── Data to process

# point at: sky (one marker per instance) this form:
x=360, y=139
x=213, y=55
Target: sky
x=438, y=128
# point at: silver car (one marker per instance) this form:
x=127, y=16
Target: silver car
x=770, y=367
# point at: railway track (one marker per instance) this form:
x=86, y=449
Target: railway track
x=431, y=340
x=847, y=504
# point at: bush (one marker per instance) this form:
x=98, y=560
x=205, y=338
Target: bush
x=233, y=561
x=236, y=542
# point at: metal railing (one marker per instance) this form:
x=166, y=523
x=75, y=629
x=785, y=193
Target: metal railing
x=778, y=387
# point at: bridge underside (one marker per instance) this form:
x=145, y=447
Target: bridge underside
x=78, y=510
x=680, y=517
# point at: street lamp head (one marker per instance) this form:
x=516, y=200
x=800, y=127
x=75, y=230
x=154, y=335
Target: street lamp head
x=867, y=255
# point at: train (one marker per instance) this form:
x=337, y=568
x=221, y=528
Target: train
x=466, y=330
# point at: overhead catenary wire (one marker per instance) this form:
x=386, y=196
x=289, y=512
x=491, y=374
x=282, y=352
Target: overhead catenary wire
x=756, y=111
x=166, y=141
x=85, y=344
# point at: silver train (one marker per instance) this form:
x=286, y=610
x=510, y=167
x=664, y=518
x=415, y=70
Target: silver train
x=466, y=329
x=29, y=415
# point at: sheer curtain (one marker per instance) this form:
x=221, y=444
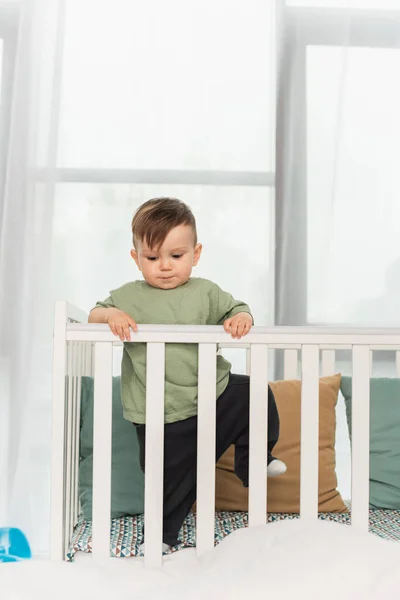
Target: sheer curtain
x=114, y=102
x=339, y=144
x=25, y=303
x=338, y=209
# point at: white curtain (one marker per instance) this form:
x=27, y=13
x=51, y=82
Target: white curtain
x=26, y=242
x=113, y=102
x=337, y=207
x=339, y=146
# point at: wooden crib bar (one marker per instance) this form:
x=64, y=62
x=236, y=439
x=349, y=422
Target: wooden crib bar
x=154, y=450
x=309, y=433
x=205, y=505
x=102, y=432
x=258, y=450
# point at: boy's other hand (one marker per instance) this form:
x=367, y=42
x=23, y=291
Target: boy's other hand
x=238, y=325
x=119, y=323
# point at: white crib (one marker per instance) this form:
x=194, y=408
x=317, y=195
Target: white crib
x=81, y=349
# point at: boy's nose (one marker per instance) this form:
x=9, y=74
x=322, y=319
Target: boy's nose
x=165, y=265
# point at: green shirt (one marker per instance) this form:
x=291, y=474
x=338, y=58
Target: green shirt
x=197, y=302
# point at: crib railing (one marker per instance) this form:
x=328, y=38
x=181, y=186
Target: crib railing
x=82, y=349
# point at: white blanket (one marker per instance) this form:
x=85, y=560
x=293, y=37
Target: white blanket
x=289, y=559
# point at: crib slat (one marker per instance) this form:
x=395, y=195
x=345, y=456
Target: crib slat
x=206, y=448
x=398, y=363
x=79, y=370
x=69, y=438
x=360, y=438
x=290, y=364
x=258, y=434
x=309, y=432
x=328, y=362
x=57, y=526
x=102, y=433
x=154, y=480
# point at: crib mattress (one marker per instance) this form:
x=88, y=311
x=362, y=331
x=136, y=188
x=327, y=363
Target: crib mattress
x=126, y=531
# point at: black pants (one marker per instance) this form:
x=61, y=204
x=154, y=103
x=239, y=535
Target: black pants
x=180, y=450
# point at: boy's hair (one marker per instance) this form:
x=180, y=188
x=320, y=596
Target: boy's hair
x=155, y=218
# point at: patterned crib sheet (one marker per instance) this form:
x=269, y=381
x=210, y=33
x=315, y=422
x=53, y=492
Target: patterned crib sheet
x=126, y=532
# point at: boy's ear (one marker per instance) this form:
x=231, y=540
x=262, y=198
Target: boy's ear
x=197, y=254
x=135, y=257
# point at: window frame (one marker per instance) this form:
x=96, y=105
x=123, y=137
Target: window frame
x=310, y=27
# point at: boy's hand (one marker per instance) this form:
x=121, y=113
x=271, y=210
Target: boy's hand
x=119, y=323
x=238, y=325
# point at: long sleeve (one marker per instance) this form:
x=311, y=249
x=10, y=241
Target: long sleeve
x=224, y=306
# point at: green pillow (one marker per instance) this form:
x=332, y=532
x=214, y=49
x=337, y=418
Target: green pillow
x=384, y=457
x=127, y=479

────

Copy the data word for word. Pictures do not go in the copy.

# point at: sky (one marker per instance) this form:
x=360, y=139
x=213, y=55
Target: sky
x=438, y=128
# point at: silver car (one marker per instance) this form:
x=127, y=16
Target: silver car
x=770, y=367
# point at: railway track (one marker per instance) this form:
x=86, y=449
Target: railway track
x=431, y=340
x=847, y=504
# point at: bush (one marker per instance) this form:
x=98, y=560
x=205, y=338
Target: bush
x=233, y=561
x=236, y=542
# point at: metal railing (one marker per instance) this form:
x=166, y=523
x=75, y=629
x=785, y=193
Target: metal railing
x=778, y=387
# point at: bridge underside (one marker per instance) this form:
x=145, y=447
Target: bridge underside
x=78, y=510
x=680, y=517
# point at: street lamp head (one marker per instance) this form:
x=516, y=200
x=800, y=127
x=75, y=230
x=154, y=335
Target: street lamp head
x=867, y=255
# point at: train (one marker per instance) this form:
x=337, y=568
x=221, y=528
Target: train
x=466, y=330
# point at: overhead catenary wire (one marker per instance) this form:
x=386, y=196
x=289, y=512
x=491, y=374
x=282, y=352
Target: overhead catenary wire
x=756, y=111
x=166, y=141
x=85, y=344
# point at: silver train (one marker per instance) this form:
x=286, y=610
x=510, y=167
x=664, y=518
x=415, y=70
Target: silver train
x=466, y=329
x=29, y=415
# point at: sheer curtain (one marker per instance) this form:
x=221, y=444
Target: sheer curtain
x=114, y=102
x=339, y=144
x=25, y=303
x=338, y=209
# point at: white curtain (one marker per instance) this form:
x=27, y=13
x=51, y=82
Target: white curtain
x=26, y=242
x=113, y=102
x=337, y=207
x=339, y=146
# point at: wooden crib bar (one marker per instance) this form:
x=64, y=62
x=236, y=439
x=349, y=422
Target: wooden crib bar
x=154, y=450
x=309, y=433
x=205, y=505
x=102, y=432
x=258, y=450
# point at: boy's other hand (one marker per instance) this form:
x=367, y=42
x=23, y=291
Target: boy's other hand
x=238, y=325
x=119, y=323
# point at: white crib (one marker per instance) this form:
x=194, y=408
x=317, y=195
Target: white crib
x=81, y=349
# point at: boy's nose (one marker per instance) this form:
x=9, y=74
x=322, y=319
Target: boy's nose
x=165, y=265
# point at: green shirt (one marker per instance) this form:
x=291, y=474
x=338, y=58
Target: green shirt
x=197, y=302
# point at: crib railing (one marker per instance) this form:
x=328, y=38
x=181, y=186
Target: crib railing
x=82, y=349
# point at: white blanket (one marker per instance) this form:
x=85, y=560
x=293, y=37
Target: white blanket
x=289, y=559
# point at: crib slat (one marker per instance) this form:
x=395, y=195
x=345, y=456
Target: crib slat
x=206, y=448
x=398, y=363
x=79, y=370
x=69, y=438
x=360, y=438
x=290, y=364
x=258, y=434
x=309, y=432
x=328, y=362
x=57, y=526
x=102, y=433
x=154, y=480
# point at: crib mattress (one marker per instance) this form:
x=88, y=311
x=362, y=331
x=136, y=188
x=327, y=363
Target: crib mattress
x=126, y=531
# point at: black pants (one marker per instance) this form:
x=61, y=204
x=154, y=103
x=239, y=535
Target: black pants
x=180, y=450
# point at: boy's hair (one marker per instance) this form:
x=180, y=188
x=320, y=596
Target: boy's hair
x=155, y=218
# point at: patterned crib sheet (one marker per instance) this form:
x=269, y=381
x=210, y=33
x=315, y=422
x=53, y=492
Target: patterned crib sheet
x=126, y=532
# point at: boy's ear (one marker per instance) this form:
x=231, y=540
x=262, y=198
Target: boy's ear
x=197, y=254
x=135, y=257
# point at: window frame (one marker per instance) this form:
x=96, y=105
x=123, y=137
Target: window frame
x=310, y=27
# point at: boy's hand (one marker per instance) this form:
x=121, y=113
x=271, y=210
Target: boy's hand
x=119, y=323
x=238, y=325
# point at: long sleeve (one marker per instance) this form:
x=311, y=249
x=10, y=241
Target: long sleeve
x=224, y=306
# point at: green pillow (one marker per instance) this form:
x=332, y=532
x=214, y=49
x=337, y=418
Target: green pillow
x=384, y=457
x=127, y=479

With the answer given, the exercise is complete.